### [Document]
From: Feng Wu <feng.wu@intel.com>
To: xen-devel@lists.xen.org
Cc: Kevin Tian <kevin.tian@intel.com>, Keir Fraser <keir@xen.org>,
George Dunlap <george.dunlap@eu.citrix.com>,
Andrew Cooper <andrew.cooper3@citrix.com>,
Jan Beulich <jbeulich@suse.com>, Feng Wu <feng.wu@intel.com>
Subject: [PATCH v10 1/7] VT-d Posted-intterrupt (PI) design
Date: Thu, 3 Dec 2015 16:35:28 +0800 [thread overview]
Message-ID: <1449131734-3578-2-git-send-email-feng.wu@intel.com> (raw)
In-Reply-To: <1449131734-3578-1-git-send-email-feng.wu@intel.com>
Add the design doc for VT-d PI.

### [Source data]
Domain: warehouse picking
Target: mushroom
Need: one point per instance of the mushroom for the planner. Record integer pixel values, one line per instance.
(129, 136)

### [Goals]
1 – In the patch email, reproduce the portion that begins at the words "From: Feng Wu" and stops after "for VT-d PI.", changing "design" to "specification".
2 – List every email address that appears in the Cc field of the patch email.
3 – Extend the patch email past its final sentence.

### [Exercise responses]
1 –
From: Feng Wu <feng.wu@intel.com>
To: xen-devel@lists.xen.org
Cc: Kevin Tian <kevin.tian@intel.com>, Keir Fraser <keir@xen.org>,
George Dunlap <george.dunlap@eu.citrix.com>,
Andrew Cooper <andrew.cooper3@citrix.com>,
Jan Beulich <jbeulich@suse.com>, Feng Wu <feng.wu@intel.com>
Subject: [PATCH v10 1/7] VT-d Posted-intterrupt (PI) specification
Date: Thu, 3 Dec 2015 16:35:28 +0800 [thread overview]
Message-ID: <1449131734-3578-2-git-send-email-feng.wu@intel.com> (raw)
In-Reply-To: <1449131734-3578-1-git-send-email-feng.wu@intel.com>
Add the specification doc for VT-d PI.

2 –
kevin.tian@intel.com
keir@xen.org
george.dunlap@eu.citrix.com
andrew.cooper3@citrix.com
jbeulich@suse.com
feng.wu@intel.com

3 –
CC: Kevin Tian <kevin.tian@intel.com>
CC: Jan Beulich <jbeulich@suse.com>
CC: Keir Fraser <keir@xen.org>
CC: Andrew Cooper <andrew.cooper3@citrix.com>
CC: George Dunlap <george.dunlap@eu.citrix.com>
Signed-off-by: Feng Wu <feng.wu@intel.com>
Reviewed-by: Kevin Tian <kevin.tian@intel.com>
Reviewed-by: Konrad Rzeszutek Wilk <konrad.wilk@oracle.com>
---
v10:
- Add some new definitions
- Add more description in the vCPU block section
- Use chapter name instead of chapter number when referring SDM
- typo
docs/misc/vtd-pi.txt | 336 +++++++++++++++++++++++++++++++++++++++++++++++++++
1 file changed, 336 insertions(+)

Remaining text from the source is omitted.